DOCUMENT EXTRACT:
BEGIN

Seaweed’s rapid growth also makes it excellent at absorbing carbon dioxide from the air, just like trees on land. This means expanding seaweed forests could help fight the overheating of our planet.
While some of the Climate Foundation’s more controversial techniques — like pumping up cold, deep water — have risks, as the Guardian noted, von Herzen said the platforms allow a natural process of seaweed growth. They also provide fertilizer to help local rice and fish farmers get better yields. Von Herzen’s team in Bohol, Philippines, creates fertilizer from the harvested seaweed.
Many see the opportunity for life-giving “win-wins” from von Herzen’s process.
Rice farmer Gliceria Limbaga has swapped her pesticides for seaweed fertilizer, reported the Guardian. This saves her money while maintaining the soil’s health. The outlet also reported that aquaculture farmer Crestito Garcia mixes the seaweed into fish and shrimp feed, increasing his yields.
Of course, to store carbon long-term, seaweed must sink (or be incorporated into certain products) after harvesting. Von Herzen estimated that 20-40% of the seaweed crop breaks off naturally and sinks, locking away carbon.

END

INFORMATION PROVIDED:
BEGIN

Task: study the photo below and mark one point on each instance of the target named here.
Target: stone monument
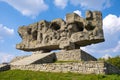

END

JOBS:
1. In the seaweed article, what share of the seaweed crop does von Herzen estimate breaks off naturally and sinks?
2. Write the next part of the seaweed article, picking up after its final sentence.

ANSWERS PER TASK:
1. 20-40%

2.
“We can measure the seaweed that sinks down from the platform,” von Herzen told the Guardian. “But we need to provide food security and ecosystem regeneration, so that we can regenerate healthy ecosystems on land and in the ocean for future generations.”
While a silver-bullet solution remains elusive, von Herzen’s platform offers hope for what simple, natural climate solutions could achieve.
“Everything we work with is recycled, old or repurposed,” Sam Donohue, von Herzen’s Australian head of engineering, told the Guardian. “Since I met Brian, I had the opportunity to do something good for the Earth.”